Der Vulkan (1999)
6/10
A rather wordy debate about Hitler's Nazi regime.
8 November 2004
A group of artistic people whose comfortable lives have been torn to shreds by the Nazi regime gather in Zurich to escape the dreaded Gestapo. They yearn for the old Germany before Hitler dictated a new way of life. The Jewish families are particularly at risk.

There is nothing new in this film. We have seen it all before. The biographical film of German author Thomas Mann and his family is almost identical in the events recorded. A group of people always on the move around Europe. Drugs and suicide as a means of escape play a role in both films.

"Der Vulkan" has little visual action. A clear picture of the new Germany is conjured up in the many conversations. As the champagne corks fly. tongues are loosened and a lively debate about the future for Germany gathers pace. From time to time police appear suddenly to check passports and someone is carried off. Life is not easy...it's like living on a volcano and the future looks bleak. There may be no tomorrow, so fill the glasses once more!

┄┄┄┄┄┄┄┄┄┄┄┄┄┄┄┄┄┄┄┄

### TASKS TO CARRY OUT
**A.** According to the film review, in which city does the group gather to escape the Gestapo?
**B.** Rewrite the film review from "There is nothing" up to and including "glasses once more!", replacing "champagne" with "wine".
**C.** Carry on the review of "Der Vulkan" from its last sentence.

### PROVIDED MATERIAL
┄┄┄┄┄┄┄┄┄┄┄┄┄┄┄┄┄┄┄┄

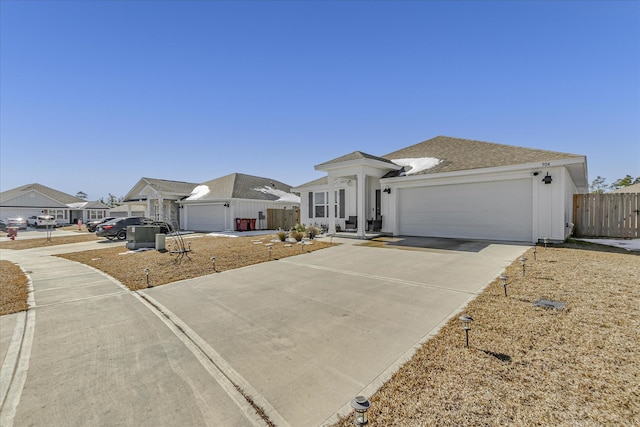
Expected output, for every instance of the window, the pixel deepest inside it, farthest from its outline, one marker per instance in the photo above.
(320, 205)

┄┄┄┄┄┄┄┄┄┄┄┄┄┄┄┄┄┄┄┄

### ACTIVITY ANSWERS
**A.** Zurich.

**B.**
There is nothing new in this film. We have seen it all before. The biographical film of German author Thomas Mann and his family is almost identical in the events recorded. A group of people always on the move around Europe. Drugs and suicide as a means of escape play a role in both films.

"Der Vulkan" has little visual action. A clear picture of the new Germany is conjured up in the many conversations. As the wine corks fly. tongues are loosened and a lively debate about the future for Germany gathers pace. From time to time police appear suddenly to check passports and someone is carried off. Life is not easy...it's like living on a volcano and the future looks bleak. There may be no tomorrow, so fill the glasses once more!

**C.**
Among the artists is a singer from the von Kammer family. At least with her rousing songs she brings some relief to the interminable conversations and arguments. But her songs are filled with sorrow and disgust, hatred and cynicism for what Germany has become. She remembers the theatre in Berlin where she once sang in happier times. It is no more. It was burnt down. The frustration of the characters is well portrayed as they wonder about the existence of friends and family they left behind in Berlin.

This is not an explosive film, not really great. If we need to be reminded at all, it tells us once again how the lives of so many people were changed forever...people who lost their homeland, who were forced into exile and who became refugees. These are the people this film remembers.